Recorded data
* begin *

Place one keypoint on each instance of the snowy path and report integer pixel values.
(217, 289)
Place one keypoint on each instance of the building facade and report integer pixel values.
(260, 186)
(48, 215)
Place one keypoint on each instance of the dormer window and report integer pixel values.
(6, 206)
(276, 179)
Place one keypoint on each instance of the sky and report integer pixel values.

* end *

Rewrite all of the records above as a numbered list, omitting any blank lines.

1. Place one keypoint on each instance of the snowy path and report integer pixel values.
2. (217, 289)
3. Place one keypoint on each instance of the building facade and report integer pixel values.
4. (260, 186)
5. (48, 215)
6. Place one keypoint on each instance of the dormer window and report integer pixel values.
7. (6, 206)
8. (276, 179)
9. Place one keypoint on each instance of the sky and report integer pixel values.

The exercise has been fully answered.